Ensuite, une autre pierre angulaire de Livr’Arbitre : de Roux et les hussards, avec Fidélité au miracle, de Barthelet, dont la fidélité est iconoclaste — chez les gentlemen, c’est une question de principe. L’auteur y opère une distinction radicale entre Les lanciers du ressentiment bourgeois et Les mousquetaires, incluant de Roux, mais aussi Nimier dans cette dernière catégorie. Au passage, il ne cache pas son dédain pour Blondin et Laurent, notamment. Avec des arguments très personnels, très vifs, donc tabous, mais loin d’être toujours faux. Le ton à contre-courant du discours habituel de la revue nous remplit d’admiration pour son audace.  Barthelet est paraît-il auteur d’une biographie de de Roux. Miam-miam.

++++

Travail à faire:
1 – Les affirmations suivantes concordent-elles avec l'extrait sur Livr’Arbitre ? Pour chacune, répondez par oui ou non et citez mot pour mot le passage qui tranche.
(a) Barthelet range Nimier parmi les mousquetaires.
(b) Le ton de Fidélité au miracle suit le discours habituel de la revue.
(c) Barthelet montre de l'estime pour Blondin.
2 – Reprenez tel quel le passage de l'extrait sur Livr’Arbitre qui commence aux mots « Ensuite, une autre » et s'arrête après « de Roux. Miam-miam. ».

Étiquettes de photos avec cadres

++++

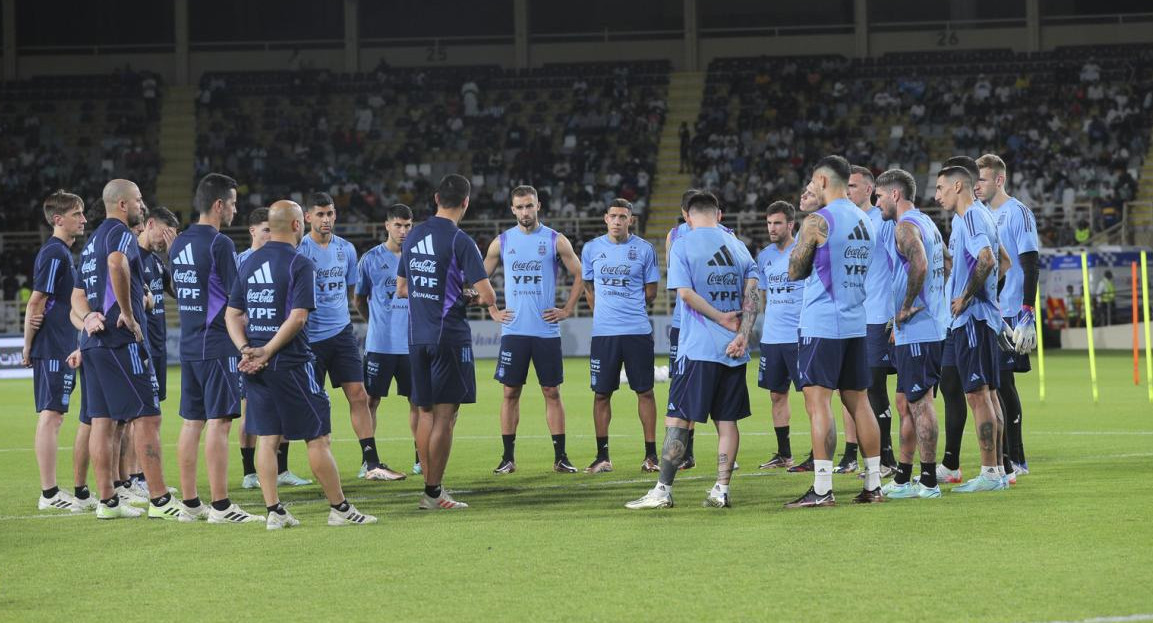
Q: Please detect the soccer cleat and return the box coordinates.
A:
[96,502,144,519]
[416,489,468,510]
[364,463,408,482]
[785,487,837,509]
[853,487,884,504]
[329,504,377,526]
[264,511,300,530]
[758,452,793,470]
[585,459,612,474]
[789,452,813,473]
[209,504,264,524]
[492,459,517,474]
[276,470,312,487]
[937,465,964,485]
[36,490,77,512]
[952,474,1005,493]
[625,489,672,510]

++++

Résultats attendus:
1 –
(a) Oui : « incluant de Roux, mais aussi Nimier dans cette dernière catégorie ».
(b) Non : « Le ton à contre-courant du discours habituel de la revue ».
(c) Non : « il ne cache pas son dédain pour Blondin et Laurent ».

2 –
Ensuite, une autre pierre angulaire de Livr’Arbitre : de Roux et les hussards, avec Fidélité au miracle, de Barthelet, dont la fidélité est iconoclaste — chez les gentlemen, c’est une question de principe. L’auteur y opère une distinction radicale entre Les lanciers du ressentiment bourgeois et Les mousquetaires, incluant de Roux, mais aussi Nimier dans cette dernière catégorie. Au passage, il ne cache pas son dédain pour Blondin et Laurent, notamment. Avec des arguments très personnels, très vifs, donc tabous, mais loin d’être toujours faux. Le ton à contre-courant du discours habituel de la revue nous remplit d’admiration pour son audace.  Barthelet est paraît-il auteur d’une biographie de de Roux. Miam-miam.